_Supplied passage_
──────

In the fog of war, nothing is more critical than quality and timely information to make sound decisions on the battlefield. Information is often the difference between life and death; between success and failure.

Leaders in all domains know the power of information and that “information is power”.

Today this universal truth is even more poignant as Canada finds itself in the midst of the greatest health and economic crisis of our time. To fight this pandemic Parliamentarians and Canadians alike require sound information to support them as they make difficult decisions to mitigate the impact of COVID 19 and effectively position their families, businesses and the country for recovery.

But this Liberal government is waging a relentless, and unwavering campaign to restrict, delay and deny information, public discussion and debate.

First they targeted the institutions of governing and the information that Members of Parliament receive. In March, Parliament was suspended and the dissemination of government information stopped. There was no provision of documents, no debates, no committees and no question period. The government was granted extraordinary spending powers at the same time as the checks and balances were eliminated.

When a semblance of parliamentary activity later resumed it was not as a fully functioning House of Commons but instead as a Special Committee on COVID-19. This gave the appearance of governing but failed to achieve it, with excessive constraints that prohibited motions, questions, committees, and debate. Then after only a few weeks, the government took the drastic and unnecessary step of shutting down parliament by proroguing, once again rejecting any access to government information or opportunity to improve Canada’s emergency response.

With Parliament resuming in late September, the obfuscation and frustration of parliamentarians has continued unabated. Significant emergency legislation was rushed through Parliament with insufficient review and little ability to improve. Opposition parties have been blackmailed into accepting the legislation with minimal debate for fear of being accused of standing in the way of helping Canadians or forcing an election simply by doing the job that taxpayers expect. The Liberals have successfully rebuffed all attempts to require them to provide documentation, and the little that has been provided is immensely redacted. They have paralyzed committees through filibuster and refuse to deliver a budget, representing the longest period in Canadian history that the nation has gone without a federal financial plan.

──────

_Input data_
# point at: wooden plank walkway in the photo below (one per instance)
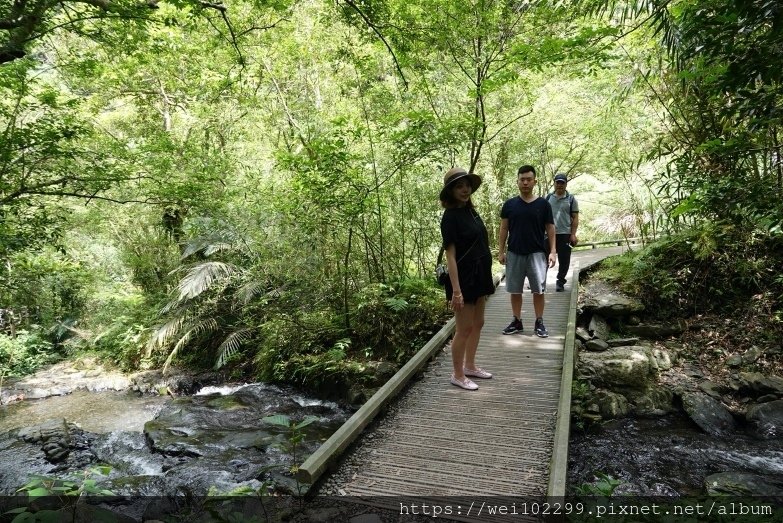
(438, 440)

──────

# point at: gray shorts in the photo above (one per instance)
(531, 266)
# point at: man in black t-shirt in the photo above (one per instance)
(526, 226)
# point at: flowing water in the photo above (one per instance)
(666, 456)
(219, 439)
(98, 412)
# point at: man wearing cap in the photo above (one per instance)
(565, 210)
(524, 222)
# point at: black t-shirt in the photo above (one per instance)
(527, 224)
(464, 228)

──────

_Problem 1_
From the commentary on Parliament and COVID-19, list every item that the text says the constraints on the Special Committee on COVID-19 prohibited.
_Problem 2_
For each statement below, say whether it agrees with the commentary on Parliament and COVID-19, and quote the words of the text that decide it.
(a) Parliament was suspended in March.
(b) After Parliament resumed in late September, the government delivered a budget.
(c) The Special Committee on COVID-19 ran for several months before Parliament was prorogued.
_Problem 3_
Reproduce the part of the commentary on Parliament and COVID-19 from "Today this universal" to "discussion and debate.".

_Written solution 1_
- motions
- questions
- committees
- debate

_Written solution 2_
(a) Yes: "In March, Parliament was suspended"
(b) No: "refuse to deliver a budget"
(c) No: "Then after only a few weeks, the government took the drastic and unnecessary step of shutting down parliament by proroguing"

_Written solution 3_
Today this universal truth is even more poignant as Canada finds itself in the midst of the greatest health and economic crisis of our time. To fight this pandemic Parliamentarians and Canadians alike require sound information to support them as they make difficult decisions to mitigate the impact of COVID 19 and effectively position their families, businesses and the country for recovery.

But this Liberal government is waging a relentless, and unwavering campaign to restrict, delay and deny information, public discussion and debate.